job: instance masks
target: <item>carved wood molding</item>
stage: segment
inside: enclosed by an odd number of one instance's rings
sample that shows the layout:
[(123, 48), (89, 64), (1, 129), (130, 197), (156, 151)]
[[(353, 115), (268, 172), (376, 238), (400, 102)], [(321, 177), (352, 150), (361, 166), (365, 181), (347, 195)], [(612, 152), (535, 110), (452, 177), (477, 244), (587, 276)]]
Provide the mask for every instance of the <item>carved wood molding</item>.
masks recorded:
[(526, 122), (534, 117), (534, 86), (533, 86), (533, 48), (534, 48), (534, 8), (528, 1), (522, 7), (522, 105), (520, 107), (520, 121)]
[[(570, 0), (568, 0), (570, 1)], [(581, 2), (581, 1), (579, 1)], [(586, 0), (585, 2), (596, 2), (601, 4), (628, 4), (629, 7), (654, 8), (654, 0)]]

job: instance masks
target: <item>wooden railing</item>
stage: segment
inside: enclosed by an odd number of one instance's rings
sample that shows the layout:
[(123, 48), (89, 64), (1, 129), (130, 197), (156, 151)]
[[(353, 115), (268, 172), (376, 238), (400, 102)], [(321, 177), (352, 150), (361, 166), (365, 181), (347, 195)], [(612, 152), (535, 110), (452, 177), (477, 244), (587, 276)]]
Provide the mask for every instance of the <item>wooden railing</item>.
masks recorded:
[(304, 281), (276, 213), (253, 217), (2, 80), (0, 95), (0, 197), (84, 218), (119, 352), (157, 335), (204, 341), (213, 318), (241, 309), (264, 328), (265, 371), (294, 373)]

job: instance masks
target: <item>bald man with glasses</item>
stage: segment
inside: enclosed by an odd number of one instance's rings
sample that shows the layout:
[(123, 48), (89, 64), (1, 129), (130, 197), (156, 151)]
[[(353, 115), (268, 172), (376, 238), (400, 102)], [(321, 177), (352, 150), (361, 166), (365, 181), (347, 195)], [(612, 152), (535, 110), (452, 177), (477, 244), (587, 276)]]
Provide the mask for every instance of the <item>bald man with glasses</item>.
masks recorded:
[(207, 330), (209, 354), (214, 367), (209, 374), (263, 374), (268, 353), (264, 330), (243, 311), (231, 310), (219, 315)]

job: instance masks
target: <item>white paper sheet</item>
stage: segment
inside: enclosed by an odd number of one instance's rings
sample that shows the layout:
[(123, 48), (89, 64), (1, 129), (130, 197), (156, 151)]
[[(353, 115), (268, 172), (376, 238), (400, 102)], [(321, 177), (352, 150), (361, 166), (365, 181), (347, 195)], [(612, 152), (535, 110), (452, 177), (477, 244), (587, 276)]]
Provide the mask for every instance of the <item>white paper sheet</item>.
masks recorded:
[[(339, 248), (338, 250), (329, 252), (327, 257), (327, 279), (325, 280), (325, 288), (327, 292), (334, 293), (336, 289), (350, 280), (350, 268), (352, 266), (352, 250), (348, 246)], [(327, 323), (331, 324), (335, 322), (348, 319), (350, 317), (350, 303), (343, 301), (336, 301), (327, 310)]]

• PROBLEM:
Please write out all of the lines above word for word, changing nothing.

• TASK RESPONSE:
job: instance masks
target: <item>carved wood molding</item>
stage: segment
inside: enclosed by an odd number of one instance's rings
sample that shows the layout:
[(123, 48), (89, 64), (1, 129), (130, 197), (156, 151)]
[[(353, 115), (268, 172), (376, 238), (400, 102)], [(321, 177), (352, 150), (361, 166), (365, 181), (347, 195)], [(612, 152), (535, 110), (452, 177), (477, 244), (587, 276)]]
Provide the mask for every instance of the <item>carved wood molding</item>.
masks recorded:
[(526, 122), (534, 117), (534, 86), (533, 86), (533, 48), (534, 48), (534, 8), (528, 1), (522, 7), (522, 105), (520, 107), (520, 121)]
[[(570, 0), (568, 0), (570, 1)], [(581, 2), (581, 1), (579, 1)], [(586, 0), (585, 2), (596, 2), (601, 4), (628, 4), (629, 7), (654, 8), (654, 0)]]

job: instance masks
target: <item>wooden railing</item>
stage: segment
inside: enclosed by an odd number of one instance's rings
sample that shows the layout:
[(123, 48), (89, 64), (1, 129), (130, 197), (156, 151)]
[[(353, 115), (268, 172), (376, 238), (400, 102)], [(321, 177), (352, 150), (361, 166), (365, 181), (347, 195)], [(612, 152), (535, 110), (452, 177), (477, 244), (587, 276)]]
Provide the mask for every instance of the <item>wooden railing</item>.
masks recorded:
[(304, 281), (276, 213), (253, 217), (2, 80), (0, 95), (0, 197), (84, 218), (119, 352), (157, 335), (204, 341), (213, 318), (241, 309), (264, 328), (265, 371), (294, 373)]

job: instance masks
target: <item>bald man with glasses</item>
stage: segment
inside: enclosed by an odd number of one instance's rings
sample that shows the layout:
[(123, 48), (89, 64), (1, 129), (130, 197), (156, 151)]
[[(353, 115), (268, 172), (376, 238), (400, 102)], [(321, 177), (352, 150), (361, 166), (365, 181), (347, 195)], [(612, 152), (535, 110), (452, 177), (477, 244), (587, 276)]]
Provide the mask for every instance of the <item>bald man with glasses</item>.
masks recorded:
[(207, 330), (209, 354), (214, 367), (209, 374), (263, 374), (268, 353), (264, 330), (243, 311), (231, 310), (219, 315)]

job: instance masks
target: <item>white paper sheet</item>
stage: segment
inside: enclosed by an odd number of one instance's rings
sample that shows the layout:
[(123, 48), (89, 64), (1, 129), (130, 197), (156, 151)]
[[(353, 115), (268, 172), (376, 238), (400, 102)], [(321, 177), (352, 150), (361, 166), (365, 181), (347, 195)], [(612, 152), (535, 110), (452, 177), (477, 244), (587, 276)]]
Provide the mask for every instance of the <item>white paper sheet</item>.
masks recorded:
[[(339, 248), (338, 250), (329, 252), (327, 257), (327, 279), (325, 280), (325, 288), (327, 292), (334, 293), (336, 289), (350, 280), (350, 268), (352, 266), (352, 250), (348, 246)], [(327, 323), (331, 324), (335, 322), (348, 319), (350, 317), (350, 303), (343, 301), (336, 301), (327, 310)]]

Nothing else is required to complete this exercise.